» Job
Write out nothing but the lines from the one containing "Target: parade ground" through the last line below, both included, and without the pictures.

» Raw data
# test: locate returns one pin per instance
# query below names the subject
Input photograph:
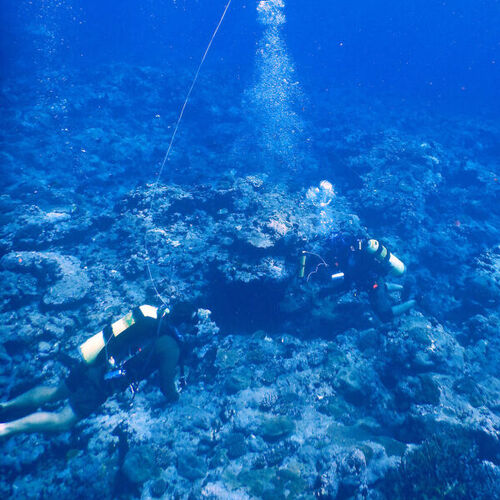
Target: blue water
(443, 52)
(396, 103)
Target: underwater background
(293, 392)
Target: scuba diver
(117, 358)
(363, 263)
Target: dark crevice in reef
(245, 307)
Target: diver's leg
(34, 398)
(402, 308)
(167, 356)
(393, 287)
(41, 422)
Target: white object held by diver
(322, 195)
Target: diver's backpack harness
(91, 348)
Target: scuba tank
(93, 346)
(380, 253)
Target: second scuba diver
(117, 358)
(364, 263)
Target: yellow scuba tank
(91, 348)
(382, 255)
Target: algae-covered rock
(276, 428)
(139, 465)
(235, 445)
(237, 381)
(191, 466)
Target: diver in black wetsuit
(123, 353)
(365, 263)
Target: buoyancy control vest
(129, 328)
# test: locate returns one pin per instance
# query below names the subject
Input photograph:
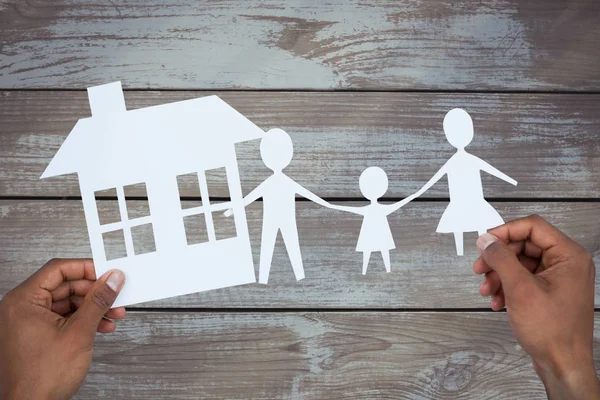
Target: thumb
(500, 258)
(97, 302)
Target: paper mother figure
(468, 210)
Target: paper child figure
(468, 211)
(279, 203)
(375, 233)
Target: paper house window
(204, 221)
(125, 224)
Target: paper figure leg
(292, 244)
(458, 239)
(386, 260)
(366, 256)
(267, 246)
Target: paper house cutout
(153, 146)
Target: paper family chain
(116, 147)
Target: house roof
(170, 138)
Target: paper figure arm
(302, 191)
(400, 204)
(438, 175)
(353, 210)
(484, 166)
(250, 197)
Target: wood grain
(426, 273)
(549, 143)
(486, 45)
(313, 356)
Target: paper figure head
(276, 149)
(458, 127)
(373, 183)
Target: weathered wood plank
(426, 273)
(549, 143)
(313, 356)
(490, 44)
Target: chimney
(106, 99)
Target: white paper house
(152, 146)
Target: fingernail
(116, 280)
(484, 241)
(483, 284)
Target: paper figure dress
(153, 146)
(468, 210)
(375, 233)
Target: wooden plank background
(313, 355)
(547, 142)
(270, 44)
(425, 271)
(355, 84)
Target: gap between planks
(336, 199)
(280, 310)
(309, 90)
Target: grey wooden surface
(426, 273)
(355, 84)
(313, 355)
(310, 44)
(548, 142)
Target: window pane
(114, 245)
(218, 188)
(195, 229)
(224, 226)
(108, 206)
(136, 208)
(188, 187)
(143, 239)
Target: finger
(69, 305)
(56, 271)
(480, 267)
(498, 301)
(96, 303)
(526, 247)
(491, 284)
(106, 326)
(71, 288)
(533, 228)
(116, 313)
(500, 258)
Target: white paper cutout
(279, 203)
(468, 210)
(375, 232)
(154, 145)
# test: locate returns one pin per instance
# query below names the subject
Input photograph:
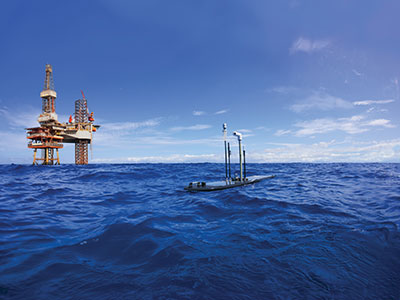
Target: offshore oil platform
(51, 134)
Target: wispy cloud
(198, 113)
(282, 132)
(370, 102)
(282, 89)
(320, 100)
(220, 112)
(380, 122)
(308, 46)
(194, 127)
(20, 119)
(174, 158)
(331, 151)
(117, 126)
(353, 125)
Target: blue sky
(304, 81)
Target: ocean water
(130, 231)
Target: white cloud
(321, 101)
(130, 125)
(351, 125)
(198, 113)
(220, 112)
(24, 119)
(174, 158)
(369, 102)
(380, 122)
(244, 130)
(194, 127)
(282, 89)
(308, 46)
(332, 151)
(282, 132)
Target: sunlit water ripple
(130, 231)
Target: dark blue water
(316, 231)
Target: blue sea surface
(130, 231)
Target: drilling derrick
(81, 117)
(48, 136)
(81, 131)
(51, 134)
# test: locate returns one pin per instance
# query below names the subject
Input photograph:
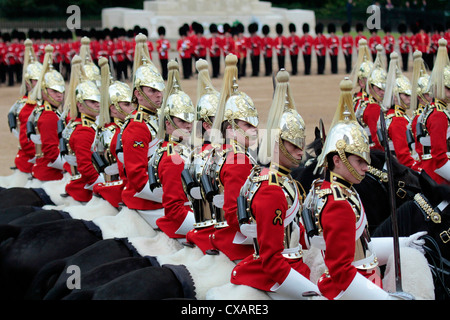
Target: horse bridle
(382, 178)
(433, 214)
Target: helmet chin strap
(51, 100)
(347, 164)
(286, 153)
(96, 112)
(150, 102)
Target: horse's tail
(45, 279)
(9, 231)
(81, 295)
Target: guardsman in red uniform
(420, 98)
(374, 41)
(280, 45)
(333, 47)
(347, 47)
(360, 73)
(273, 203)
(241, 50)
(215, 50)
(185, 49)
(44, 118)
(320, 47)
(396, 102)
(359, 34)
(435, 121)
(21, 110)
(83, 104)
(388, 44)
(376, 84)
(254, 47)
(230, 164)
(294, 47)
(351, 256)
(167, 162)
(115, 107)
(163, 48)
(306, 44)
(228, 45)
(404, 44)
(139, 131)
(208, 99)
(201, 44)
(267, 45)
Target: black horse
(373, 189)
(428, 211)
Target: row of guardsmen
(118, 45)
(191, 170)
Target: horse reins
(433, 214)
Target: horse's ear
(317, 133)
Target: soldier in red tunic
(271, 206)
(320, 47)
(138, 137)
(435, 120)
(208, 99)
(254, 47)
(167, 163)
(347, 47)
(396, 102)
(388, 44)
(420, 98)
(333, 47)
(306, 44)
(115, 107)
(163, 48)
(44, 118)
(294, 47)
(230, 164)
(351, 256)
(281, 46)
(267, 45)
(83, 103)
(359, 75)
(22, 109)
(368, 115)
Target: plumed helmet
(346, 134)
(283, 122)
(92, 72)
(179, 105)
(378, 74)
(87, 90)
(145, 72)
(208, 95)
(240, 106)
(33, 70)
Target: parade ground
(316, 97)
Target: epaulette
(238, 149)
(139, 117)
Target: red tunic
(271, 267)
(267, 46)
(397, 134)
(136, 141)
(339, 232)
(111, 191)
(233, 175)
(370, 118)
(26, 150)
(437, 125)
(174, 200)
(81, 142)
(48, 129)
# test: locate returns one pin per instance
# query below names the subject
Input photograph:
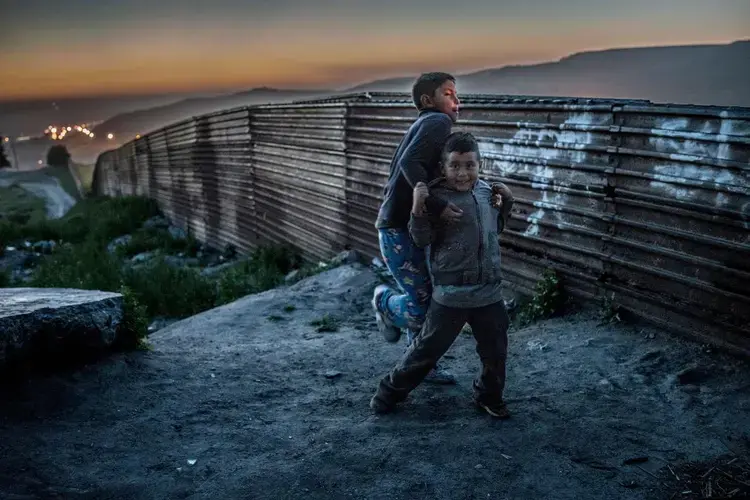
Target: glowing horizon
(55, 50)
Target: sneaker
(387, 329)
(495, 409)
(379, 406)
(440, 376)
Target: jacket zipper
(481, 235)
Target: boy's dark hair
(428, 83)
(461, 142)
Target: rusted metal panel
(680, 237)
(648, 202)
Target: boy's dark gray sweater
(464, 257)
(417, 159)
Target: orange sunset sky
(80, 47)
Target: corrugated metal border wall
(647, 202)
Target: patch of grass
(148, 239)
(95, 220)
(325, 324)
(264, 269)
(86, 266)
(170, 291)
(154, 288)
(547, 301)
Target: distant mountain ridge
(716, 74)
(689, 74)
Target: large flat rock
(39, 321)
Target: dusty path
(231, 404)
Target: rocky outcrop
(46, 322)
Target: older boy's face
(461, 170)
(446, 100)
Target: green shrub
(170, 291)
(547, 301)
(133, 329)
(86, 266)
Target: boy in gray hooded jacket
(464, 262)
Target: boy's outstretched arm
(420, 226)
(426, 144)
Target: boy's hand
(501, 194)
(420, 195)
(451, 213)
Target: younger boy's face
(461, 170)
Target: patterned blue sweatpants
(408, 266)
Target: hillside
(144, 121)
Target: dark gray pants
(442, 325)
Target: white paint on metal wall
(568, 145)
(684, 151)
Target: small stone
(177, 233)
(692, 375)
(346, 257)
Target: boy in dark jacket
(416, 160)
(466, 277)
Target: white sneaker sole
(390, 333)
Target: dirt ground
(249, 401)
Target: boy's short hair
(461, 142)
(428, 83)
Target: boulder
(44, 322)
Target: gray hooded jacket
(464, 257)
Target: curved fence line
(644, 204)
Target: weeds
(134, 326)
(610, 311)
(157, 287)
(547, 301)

» The reply
Target: parade ground
(316, 97)
Target: epaulette
(238, 149)
(139, 117)
Target: red tunic
(271, 267)
(267, 46)
(397, 134)
(136, 141)
(339, 232)
(111, 191)
(233, 175)
(370, 118)
(26, 150)
(437, 125)
(174, 200)
(81, 142)
(48, 129)
# test: locate returns one pin per instance
# query below names the subject
Input photograph:
Target: glowing horizon
(55, 50)
Target: sneaker
(387, 329)
(495, 409)
(379, 406)
(440, 376)
Target: jacket zipper
(481, 235)
Target: boy's dark hair
(428, 83)
(461, 142)
Target: rusted metal panel
(680, 237)
(648, 202)
Target: boy's dark gray sweater
(464, 257)
(417, 159)
Target: orange sunset sky
(80, 47)
Target: corrugated metal border wall
(647, 202)
Target: patch of grass
(148, 239)
(95, 220)
(325, 324)
(264, 269)
(86, 266)
(170, 291)
(154, 288)
(547, 301)
Target: distant mountain ridge
(716, 74)
(689, 74)
Target: large flat rock
(39, 321)
Target: dusty path
(231, 404)
Target: rocky outcrop
(46, 322)
Target: older boy's face
(461, 170)
(446, 100)
Target: green shrub
(170, 291)
(547, 301)
(133, 329)
(86, 266)
Target: boy in gray hooded jacket
(464, 262)
Target: boy's outstretched arm
(420, 226)
(426, 144)
Target: boy's hand
(501, 194)
(420, 195)
(451, 213)
Target: younger boy's face
(461, 170)
Target: patterned blue sweatpants
(408, 266)
Target: hillside
(144, 121)
Target: dark gray pants
(442, 325)
Target: white paint on metal wall
(568, 145)
(684, 151)
Target: small stone
(177, 233)
(692, 375)
(346, 257)
Target: boy in dark jacket
(416, 160)
(466, 277)
Target: white sneaker sole
(390, 333)
Target: dirt ground
(249, 401)
Target: boy's short hair
(461, 142)
(428, 83)
Target: boulder
(44, 322)
Target: gray hooded jacket
(464, 257)
Target: curved fence line
(644, 204)
Target: weeds
(134, 326)
(610, 311)
(157, 287)
(547, 301)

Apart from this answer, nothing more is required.